Work order: In this exercise, reproduce all the entries that follow exactly.

Data excerpts:
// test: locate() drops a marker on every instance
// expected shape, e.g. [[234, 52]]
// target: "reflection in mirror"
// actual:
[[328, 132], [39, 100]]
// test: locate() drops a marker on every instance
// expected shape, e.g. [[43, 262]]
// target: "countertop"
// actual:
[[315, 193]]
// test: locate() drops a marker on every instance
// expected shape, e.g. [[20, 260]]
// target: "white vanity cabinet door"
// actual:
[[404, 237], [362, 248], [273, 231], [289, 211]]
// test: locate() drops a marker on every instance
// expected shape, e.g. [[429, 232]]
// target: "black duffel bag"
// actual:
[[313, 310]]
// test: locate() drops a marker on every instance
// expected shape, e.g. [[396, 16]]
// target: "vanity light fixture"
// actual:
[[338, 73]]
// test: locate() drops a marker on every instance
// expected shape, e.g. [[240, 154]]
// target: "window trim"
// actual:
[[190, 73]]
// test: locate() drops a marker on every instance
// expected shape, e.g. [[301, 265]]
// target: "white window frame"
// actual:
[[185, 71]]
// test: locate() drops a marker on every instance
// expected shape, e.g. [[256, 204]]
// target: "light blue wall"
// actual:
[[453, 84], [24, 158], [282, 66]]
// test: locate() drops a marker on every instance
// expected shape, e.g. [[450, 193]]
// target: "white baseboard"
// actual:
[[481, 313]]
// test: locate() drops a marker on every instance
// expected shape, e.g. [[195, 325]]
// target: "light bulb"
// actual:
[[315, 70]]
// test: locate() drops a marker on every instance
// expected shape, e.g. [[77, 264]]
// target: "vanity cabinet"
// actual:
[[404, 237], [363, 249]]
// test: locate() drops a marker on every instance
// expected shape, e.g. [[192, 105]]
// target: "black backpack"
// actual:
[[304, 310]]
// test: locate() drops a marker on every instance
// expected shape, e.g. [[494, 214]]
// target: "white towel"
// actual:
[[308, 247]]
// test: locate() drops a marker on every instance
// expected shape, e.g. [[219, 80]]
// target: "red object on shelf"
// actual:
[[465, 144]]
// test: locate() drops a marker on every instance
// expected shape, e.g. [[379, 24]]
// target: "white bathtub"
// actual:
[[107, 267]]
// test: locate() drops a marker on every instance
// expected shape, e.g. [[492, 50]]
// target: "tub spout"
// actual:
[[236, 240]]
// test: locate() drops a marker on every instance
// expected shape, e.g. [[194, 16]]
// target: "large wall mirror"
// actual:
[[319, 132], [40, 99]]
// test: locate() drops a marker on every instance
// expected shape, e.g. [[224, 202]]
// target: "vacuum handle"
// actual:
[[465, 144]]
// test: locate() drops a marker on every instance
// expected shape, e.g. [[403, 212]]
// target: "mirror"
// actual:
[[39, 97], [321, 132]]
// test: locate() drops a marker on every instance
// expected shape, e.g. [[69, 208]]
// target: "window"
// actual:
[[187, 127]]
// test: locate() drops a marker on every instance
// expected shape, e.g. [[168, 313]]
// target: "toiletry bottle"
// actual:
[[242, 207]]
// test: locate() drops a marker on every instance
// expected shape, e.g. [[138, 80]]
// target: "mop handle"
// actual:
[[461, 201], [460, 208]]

Reply:
// test: locate() drops a marker on every instance
// expected shape, e.g. [[234, 52]]
// target: "reflection in mirror"
// actual:
[[328, 132], [39, 100]]
// test: locate() drops a marker on every instance
// expected shape, e.g. [[43, 262]]
// target: "countertop"
// actual:
[[315, 193]]
// test: locate() drops a marker on every instance
// expected shape, e.g. [[20, 260]]
// target: "white vanity cabinet door"
// actual:
[[404, 237], [362, 248], [273, 231], [289, 211]]
// test: locate() drops a marker on every instance
// expected shape, e.g. [[429, 232]]
// target: "black duffel bag"
// actual:
[[313, 310]]
// test: locate() drops a marker on every instance
// expected shape, e.g. [[396, 16]]
// target: "vanity light fixture"
// actual:
[[338, 73]]
// test: locate() drops a marker on every instance
// expected shape, e.g. [[240, 154]]
// target: "window trim"
// actual:
[[190, 73]]
// test: locate() drops a marker on every instance
// expected shape, e.g. [[301, 265]]
// target: "white window frame"
// actual:
[[185, 71]]
// test: locate() drops a marker on every instance
// expected shape, e.g. [[256, 204]]
// target: "light blue wall"
// actual:
[[453, 84], [24, 158], [282, 66]]
// test: locate() drops a marker on every instance
// expected shape, e.g. [[450, 193]]
// target: "white baseboard"
// actual:
[[481, 313]]
// test: locate() drops a marker on every instance
// expected shape, e.g. [[195, 325]]
// target: "light bulb"
// actual:
[[315, 70]]
// test: locate() drops a marker on every instance
// expected shape, e.g. [[77, 264]]
// target: "vanity cabinet"
// actual:
[[404, 237], [363, 249]]
// test: locate() drops a marker on every instance
// expected shape, e.g. [[192, 105]]
// target: "black backpack"
// actual:
[[304, 310]]
// test: locate() drops a marker on every instance
// expected shape, e.g. [[494, 214]]
// target: "white towel"
// actual:
[[308, 247]]
// test: locate() drops a marker on every instance
// expected shape, e.g. [[219, 80]]
// target: "red object on shelf"
// actual:
[[465, 144]]
// test: locate() drops a marker on every instance
// expected shape, e.g. [[379, 24]]
// target: "white bathtub"
// actual:
[[107, 267]]
// test: locate() drops a marker on every instance
// expected shape, e.g. [[492, 50]]
// target: "tub spout"
// actual:
[[236, 240]]
// test: locate() drops a marker on every instance
// expected shape, e.g. [[194, 16]]
// target: "large wall mirror"
// actual:
[[319, 132], [40, 99]]
// test: locate() drops a marker on every instance
// expected shape, e.g. [[224, 202]]
// target: "vacuum handle"
// actual:
[[465, 144]]
// test: locate() drops a marker on every instance
// expected shape, e.g. [[403, 212]]
// target: "mirror"
// actual:
[[39, 97], [321, 132]]
// test: locate() drops a marker on every instance
// expected shape, e.g. [[69, 208]]
// target: "window"
// actual:
[[187, 127]]
// test: locate() drops a marker on every instance
// expected shape, e.g. [[168, 313]]
// target: "toiletry bottle"
// actual:
[[242, 207]]
// test: locate() drops a marker on every instance
// expected shape, e.g. [[138, 80]]
// target: "mop handle"
// actual:
[[461, 201], [460, 208]]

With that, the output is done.